— STATED EXERCISE —
Copy every line of the listing below word for word, changing nothing.

(Dataset items)
__________
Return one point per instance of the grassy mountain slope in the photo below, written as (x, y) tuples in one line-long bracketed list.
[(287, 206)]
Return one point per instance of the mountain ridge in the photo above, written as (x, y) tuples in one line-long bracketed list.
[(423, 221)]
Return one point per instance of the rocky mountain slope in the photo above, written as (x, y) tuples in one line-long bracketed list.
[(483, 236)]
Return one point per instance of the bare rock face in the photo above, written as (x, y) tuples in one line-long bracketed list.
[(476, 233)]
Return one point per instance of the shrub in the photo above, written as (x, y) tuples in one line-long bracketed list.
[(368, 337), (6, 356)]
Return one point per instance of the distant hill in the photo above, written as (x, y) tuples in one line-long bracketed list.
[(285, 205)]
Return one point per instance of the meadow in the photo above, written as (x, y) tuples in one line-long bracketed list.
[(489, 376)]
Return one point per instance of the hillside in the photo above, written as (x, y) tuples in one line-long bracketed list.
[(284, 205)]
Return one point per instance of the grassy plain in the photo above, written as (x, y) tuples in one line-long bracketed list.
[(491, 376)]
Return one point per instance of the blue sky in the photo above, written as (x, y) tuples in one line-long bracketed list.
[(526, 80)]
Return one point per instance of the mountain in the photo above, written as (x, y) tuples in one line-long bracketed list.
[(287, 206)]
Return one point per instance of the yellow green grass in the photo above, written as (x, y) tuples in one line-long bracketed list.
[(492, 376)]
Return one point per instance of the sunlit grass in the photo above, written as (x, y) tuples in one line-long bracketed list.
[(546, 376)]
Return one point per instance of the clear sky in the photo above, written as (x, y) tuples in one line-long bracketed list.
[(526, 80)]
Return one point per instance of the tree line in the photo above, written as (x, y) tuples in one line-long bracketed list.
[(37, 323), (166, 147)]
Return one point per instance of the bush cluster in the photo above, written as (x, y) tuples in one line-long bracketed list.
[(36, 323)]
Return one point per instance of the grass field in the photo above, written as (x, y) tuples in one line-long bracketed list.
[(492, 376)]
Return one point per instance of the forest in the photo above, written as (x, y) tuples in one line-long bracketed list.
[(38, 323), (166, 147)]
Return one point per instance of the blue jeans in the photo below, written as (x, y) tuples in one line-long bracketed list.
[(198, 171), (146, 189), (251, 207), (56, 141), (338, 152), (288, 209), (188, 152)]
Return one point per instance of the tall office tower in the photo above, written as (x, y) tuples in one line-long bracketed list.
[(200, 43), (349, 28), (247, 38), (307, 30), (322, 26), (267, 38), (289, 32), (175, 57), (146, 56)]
__________
— FINISHED ANSWER —
Return one point per instance of the grassy mountain slope in the photo below, written as (x, y) tuples in one line-long bracketed list.
[(287, 206)]
Return one point per instance of the mountain ridge in the photo above, written as (x, y) tuples in one line-long bracketed list.
[(423, 221)]
Return one point per instance of the rocky mountain slope in the photo above, written as (x, y) tuples in one line-long bracketed list.
[(483, 236)]
Return one point per instance of the bare rock face in the photo above, written as (x, y) tuples in one line-long bracketed list.
[(476, 233)]
Return one point per instance of the shrub in the photo above, written as (x, y) tuples in one line-long bracketed list.
[(368, 337), (6, 356)]
Return one point per instance of the distant hill in the photo above, written as (x, y) tuples in one line-long bracketed list.
[(285, 205)]
Return one point per instance of the meadow in the photo above, written as (x, y) tuples in one line-long bracketed list.
[(489, 376)]
Return one point per instance of the hillside in the photo above, written as (x, y) tuples in one line-long bracketed list.
[(284, 205)]
Return one point per instance of the grassy plain in the photo above, written as (x, y) tuples in one line-long bracketed list.
[(491, 376)]
Return one point per instance of the blue sky in the photo above, written as (x, y) tuples in one line-long bracketed list.
[(526, 80)]
Return one point per instance of the mountain in the photo above, written as (x, y) tuples in one line-long bracketed list.
[(287, 206)]
Return one point per instance of the yellow green grass in the photo above, written as (x, y) tuples in one line-long bracketed list.
[(492, 376)]
Return one point per instance of the sunlit grass in the photo above, written as (x, y) tuples in one line-long bracketed list.
[(546, 376)]
Return one point per instance of the clear sky in the photo above, written as (x, y) tuples in one line-long bracketed list.
[(526, 80)]
Return one point per instance of the tree line in the photo above, written as (x, y) tuples in one line-long bracketed list.
[(37, 323), (166, 147)]
Return one point per instance of the bush cluster in the photo above, written as (x, y) tuples in one line-long bracketed list.
[(36, 323)]
Return one point per instance of the grass field in the photo above, written as (x, y) tuples in one line-long bracketed list.
[(492, 376)]
Return one point per instance of the forest in the photo above, written as (x, y) tuples in one line-long bracketed list.
[(38, 323), (166, 147)]
Return one point per instance of the blue jeans in the photo below, written as (x, y) tuples in one line-long bracketed list.
[(198, 171), (146, 189), (251, 207), (56, 141), (338, 152), (288, 209), (188, 152)]
Return one point per instance of the tall office tower in the photo above, written as (x, y) tuples in one line-long bracketed list.
[(200, 43), (349, 28), (247, 38), (307, 30), (322, 26), (267, 38), (289, 32), (175, 57), (146, 56)]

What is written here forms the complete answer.